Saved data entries
┄┄┄┄┄┄

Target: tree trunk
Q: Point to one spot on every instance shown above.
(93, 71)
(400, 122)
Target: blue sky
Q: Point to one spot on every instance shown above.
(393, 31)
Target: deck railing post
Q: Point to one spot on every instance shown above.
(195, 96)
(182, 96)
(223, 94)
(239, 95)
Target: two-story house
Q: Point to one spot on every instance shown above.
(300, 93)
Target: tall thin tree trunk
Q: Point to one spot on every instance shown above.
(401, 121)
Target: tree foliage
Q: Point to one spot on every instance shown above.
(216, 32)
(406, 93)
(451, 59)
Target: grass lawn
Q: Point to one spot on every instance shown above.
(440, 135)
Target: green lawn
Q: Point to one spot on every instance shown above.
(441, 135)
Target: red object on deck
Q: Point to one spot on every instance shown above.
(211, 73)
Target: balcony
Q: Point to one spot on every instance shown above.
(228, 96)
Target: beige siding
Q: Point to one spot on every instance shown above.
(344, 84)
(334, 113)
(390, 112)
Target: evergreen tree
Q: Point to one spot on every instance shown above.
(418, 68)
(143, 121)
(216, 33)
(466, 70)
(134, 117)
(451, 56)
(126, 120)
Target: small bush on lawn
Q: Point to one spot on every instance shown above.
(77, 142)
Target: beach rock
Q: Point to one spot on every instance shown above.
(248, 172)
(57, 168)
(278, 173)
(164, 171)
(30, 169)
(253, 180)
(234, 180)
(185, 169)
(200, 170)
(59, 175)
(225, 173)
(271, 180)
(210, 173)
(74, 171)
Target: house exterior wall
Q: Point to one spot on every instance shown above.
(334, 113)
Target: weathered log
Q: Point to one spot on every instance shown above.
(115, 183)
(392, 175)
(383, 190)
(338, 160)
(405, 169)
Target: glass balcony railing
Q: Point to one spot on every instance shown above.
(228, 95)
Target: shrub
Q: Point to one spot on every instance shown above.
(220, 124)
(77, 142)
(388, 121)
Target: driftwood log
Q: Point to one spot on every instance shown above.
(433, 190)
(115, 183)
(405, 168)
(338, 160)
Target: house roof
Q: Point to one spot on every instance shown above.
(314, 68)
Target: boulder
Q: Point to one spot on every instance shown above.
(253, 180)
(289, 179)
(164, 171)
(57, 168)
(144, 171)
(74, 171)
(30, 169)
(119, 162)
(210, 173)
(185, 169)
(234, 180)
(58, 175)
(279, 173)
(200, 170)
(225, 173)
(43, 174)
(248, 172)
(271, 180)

┄┄┄┄┄┄

» Task requirements
Rewrite the listing above with every "lawn" changed to "yard" and everything else unchanged.

» Reply
Target: tree trunk
Q: Point to one spot on every instance shown above.
(93, 71)
(400, 122)
Target: blue sky
Q: Point to one spot on every instance shown above.
(393, 31)
Target: deck railing post
Q: Point to one spot on every instance shown above.
(195, 96)
(182, 96)
(223, 94)
(239, 95)
Target: two-story house
Q: Point to one spot on every instance shown above.
(300, 93)
Target: tall thin tree trunk
Q: Point to one spot on every instance shown above.
(401, 121)
Target: tree foliage
Q: Point to one spot on every instance shown above.
(216, 32)
(406, 93)
(451, 59)
Target: grass yard
Q: Point to one spot on every instance shown above.
(440, 135)
Target: green yard
Q: Point to one spot on every instance shown above.
(441, 135)
Target: red object on deck
Q: Point to one spot on every instance shown above.
(211, 73)
Target: balcony
Q: Point to one spot on every instance shown above.
(228, 96)
Target: beige siding
Q: Point to one spot on every instance shown above.
(344, 84)
(334, 113)
(390, 112)
Target: evergreen tree
Q: Point to one spot on every instance shown above.
(418, 68)
(143, 121)
(216, 33)
(466, 70)
(134, 117)
(451, 56)
(126, 120)
Target: small bush on yard
Q: Point to one spot on every instance shown above.
(77, 142)
Target: beach rock
Q: Point to one spot on every instance shown above.
(248, 172)
(57, 168)
(278, 173)
(164, 171)
(30, 169)
(253, 180)
(234, 180)
(185, 169)
(200, 170)
(59, 175)
(225, 173)
(271, 180)
(210, 173)
(74, 171)
Target: house exterior wall
Q: Point to one spot on every instance shown above.
(334, 113)
Target: weathered log
Q: Point to one spot on every instance shown above.
(115, 183)
(392, 175)
(383, 190)
(338, 160)
(405, 169)
Target: glass balcony railing
Q: Point to one spot on every instance shown above.
(228, 95)
Target: shrub
Q: Point to one spot on every instance shown above.
(220, 124)
(77, 142)
(388, 121)
Target: driftwood log
Q: Point to one spot on every instance shown above.
(433, 190)
(115, 183)
(405, 168)
(338, 160)
Target: house roof
Q: Point to one spot on every instance shown above.
(314, 68)
Target: boulder
Q: Point to one spot on every instance shown above.
(253, 180)
(289, 179)
(164, 171)
(57, 168)
(144, 171)
(74, 171)
(30, 169)
(119, 162)
(210, 173)
(185, 169)
(234, 180)
(58, 175)
(279, 173)
(200, 170)
(225, 173)
(43, 174)
(248, 172)
(271, 180)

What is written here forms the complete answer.